_EXTRACTED RECORDS_
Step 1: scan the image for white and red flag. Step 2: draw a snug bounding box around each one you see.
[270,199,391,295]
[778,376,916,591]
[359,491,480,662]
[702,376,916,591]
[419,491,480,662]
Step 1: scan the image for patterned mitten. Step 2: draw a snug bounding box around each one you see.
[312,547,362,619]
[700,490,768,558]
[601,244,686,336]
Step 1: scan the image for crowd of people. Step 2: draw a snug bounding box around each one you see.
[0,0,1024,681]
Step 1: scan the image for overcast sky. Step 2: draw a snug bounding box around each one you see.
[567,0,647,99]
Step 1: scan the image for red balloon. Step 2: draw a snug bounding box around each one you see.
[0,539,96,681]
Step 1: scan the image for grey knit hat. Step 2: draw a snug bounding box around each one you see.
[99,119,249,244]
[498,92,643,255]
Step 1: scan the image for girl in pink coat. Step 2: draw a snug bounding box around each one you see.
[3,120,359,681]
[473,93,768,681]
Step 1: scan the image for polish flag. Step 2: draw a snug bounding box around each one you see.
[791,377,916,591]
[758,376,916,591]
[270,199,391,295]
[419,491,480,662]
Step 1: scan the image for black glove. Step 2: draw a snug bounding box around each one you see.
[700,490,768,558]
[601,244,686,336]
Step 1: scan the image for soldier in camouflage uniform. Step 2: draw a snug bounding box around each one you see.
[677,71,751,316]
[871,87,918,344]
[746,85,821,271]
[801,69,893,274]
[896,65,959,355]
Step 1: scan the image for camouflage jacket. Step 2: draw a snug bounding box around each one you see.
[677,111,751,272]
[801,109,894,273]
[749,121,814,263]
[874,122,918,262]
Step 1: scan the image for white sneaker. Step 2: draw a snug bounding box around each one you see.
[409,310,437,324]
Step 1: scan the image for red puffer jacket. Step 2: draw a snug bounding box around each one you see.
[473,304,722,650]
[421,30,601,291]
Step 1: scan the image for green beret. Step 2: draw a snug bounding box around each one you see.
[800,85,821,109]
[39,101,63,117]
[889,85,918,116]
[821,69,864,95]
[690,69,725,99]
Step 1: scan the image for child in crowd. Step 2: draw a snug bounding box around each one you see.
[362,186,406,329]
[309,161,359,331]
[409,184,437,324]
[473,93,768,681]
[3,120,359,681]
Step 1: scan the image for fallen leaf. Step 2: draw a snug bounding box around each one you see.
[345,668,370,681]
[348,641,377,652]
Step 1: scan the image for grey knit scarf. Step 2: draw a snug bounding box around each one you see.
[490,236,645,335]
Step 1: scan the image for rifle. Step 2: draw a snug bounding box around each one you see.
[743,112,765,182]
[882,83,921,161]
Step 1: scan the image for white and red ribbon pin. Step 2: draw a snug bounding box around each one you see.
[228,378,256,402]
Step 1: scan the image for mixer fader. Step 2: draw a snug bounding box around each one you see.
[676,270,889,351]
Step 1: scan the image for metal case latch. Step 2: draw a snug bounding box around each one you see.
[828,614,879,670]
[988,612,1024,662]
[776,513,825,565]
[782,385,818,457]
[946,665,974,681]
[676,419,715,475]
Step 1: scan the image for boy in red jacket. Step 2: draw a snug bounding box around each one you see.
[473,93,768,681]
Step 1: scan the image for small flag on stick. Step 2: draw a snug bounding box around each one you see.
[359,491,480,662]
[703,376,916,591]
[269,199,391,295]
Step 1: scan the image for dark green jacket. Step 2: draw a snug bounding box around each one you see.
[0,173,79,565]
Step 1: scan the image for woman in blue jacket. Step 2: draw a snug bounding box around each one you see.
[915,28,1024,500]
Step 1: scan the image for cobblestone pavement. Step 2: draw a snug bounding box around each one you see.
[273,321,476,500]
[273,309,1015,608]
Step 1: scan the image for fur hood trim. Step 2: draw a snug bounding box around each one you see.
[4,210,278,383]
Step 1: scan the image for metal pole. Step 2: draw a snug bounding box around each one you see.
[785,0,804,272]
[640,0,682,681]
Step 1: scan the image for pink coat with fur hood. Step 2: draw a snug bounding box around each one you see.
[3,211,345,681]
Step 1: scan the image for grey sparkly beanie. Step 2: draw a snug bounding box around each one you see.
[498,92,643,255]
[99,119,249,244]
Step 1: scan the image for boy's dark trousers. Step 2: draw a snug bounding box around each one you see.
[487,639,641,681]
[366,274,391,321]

_TASK STATEMENT_
Reproduce all of the material above word for word.

_TASK ANSWER_
Step 1: scan the image for white and red flag. Step 2: draw a snug bounding box around each one you see.
[270,199,391,295]
[778,376,916,591]
[359,491,480,662]
[702,376,916,591]
[419,491,480,662]
Step 1: scan the image for patterned mitten. Step 2: draw a snug bounding box around each one you see.
[312,547,362,619]
[700,490,768,558]
[601,244,686,336]
Step 1: scan the image for crowd of people. Step 2: draw a snug bounding box around each one you see.
[0,0,1024,681]
Step 1: scan the image for overcast sky. Step 2: draw a snug bounding box around each one you see.
[567,0,647,99]
Step 1: scan the image for red balloon. Step 2: draw a snug bounding box around each one you see.
[0,539,96,681]
Step 1: scan the image for grey knit hat. Step 2: draw a snug bounding box around each one you see.
[99,119,249,244]
[498,92,643,255]
Step 1: scan the image for girl in pink coat. Step 2: draw a snug bounding box around each one you see.
[3,120,359,681]
[473,93,768,681]
Step 1: scan the image for polish flag. Step 2: draw a snug bounding box around each one you see.
[791,377,916,591]
[758,376,916,591]
[270,199,391,295]
[419,491,480,662]
Step 1: scan the image for black glove. Step 2: draw a snug bounding box around each one you see.
[700,490,768,558]
[601,244,686,336]
Step 1: scan the image for soldier in camouflage uniform. Step 2: draw a snug bounding box around each one you see.
[677,71,751,316]
[871,87,918,344]
[746,85,821,271]
[801,69,893,274]
[896,65,959,355]
Step 1: scan the image for camouflage jacket. Step 2: draw a snug bounding box around each one you see.
[677,111,751,272]
[801,109,894,273]
[749,121,814,263]
[874,122,918,262]
Step 1: scan the image for white sneaker. Step 2: draw a snug bounding box around each one you see.
[409,310,437,324]
Step 1: scan the image for red puffer jacket. Step 2: draw a snug bounding box around each one you see.
[473,304,722,650]
[421,30,601,291]
Step 1: scan the image for green beret. Step 2: draw a snug bounding box around each one you see.
[800,85,821,109]
[39,101,63,117]
[889,85,918,116]
[821,69,864,95]
[690,69,725,99]
Step 1: scan the image for child in crowd. Step 2: draw a snug bounding box around each one you see.
[362,186,406,329]
[309,161,359,331]
[409,184,437,324]
[473,93,768,681]
[3,120,359,681]
Step 1: scan the image for fallen leaf. Step 2: draw a snug bounding box around each one you see.
[345,668,370,681]
[348,641,377,652]
Step 1: scan the image for grey knit scarf. Step 2: draw a snug bounding box around each one you see.
[490,236,645,335]
Step 1: scan the image for rifle. Step 2: draw a snug bounding box around each one you see.
[743,112,765,182]
[882,83,921,161]
Step 1: scan the image for white and red ribbon pin. Step 2: draw a snug bounding box around each one you see.
[228,378,256,402]
Step 1: scan the image for mixer fader. Step 2: draw a snug bounding box around each one you see.
[676,270,889,351]
Step 1: scan the image for metal case latch. Step 2: draw a snug bounding box around each one you see.
[828,614,879,670]
[988,612,1024,662]
[776,513,825,565]
[782,385,818,457]
[946,665,974,681]
[676,419,715,475]
Step 1: scan the image for boy in red jacket. Step 2: draw a snug bounding box around each one you see.
[473,93,768,681]
Step 1: scan the image for small flag on stick. Step 2: draw a snug bounding box around each one you see.
[359,491,480,662]
[703,376,916,591]
[269,199,391,295]
Step 1: scan the image for dark green jacket. Step 2: draw a snug bounding box around each one you see.
[0,173,79,565]
Step 1: scan the image for woman in blue jacket. Step 2: draw a snug bounding box around each one you see.
[915,28,1024,500]
Step 1: scan the image for cobblestone pavement. Step 2: draw a snug bounding box around each one you see.
[273,321,476,500]
[273,309,1015,608]
Step 1: scan the image for fur hood trim. Step 2: draw a snug bounding box around each one you see.
[4,210,278,383]
Step 1: scan the image for metal pole. Step 2: draw a snug bounding box around each one you see.
[785,0,804,272]
[640,0,682,681]
Step 1: scan the image for pink coat with fur hood. Step 2: draw a snug bounding box around each one you see.
[3,211,345,681]
Step 1: scan the image for grey sparkly beanie. Step 2: draw a snug bounding box around each one you see.
[498,92,643,255]
[99,119,249,244]
Step 1: scan the image for boy's dark trousers. Step 2: draw a snug bounding box around each one you see.
[487,639,641,681]
[366,274,391,321]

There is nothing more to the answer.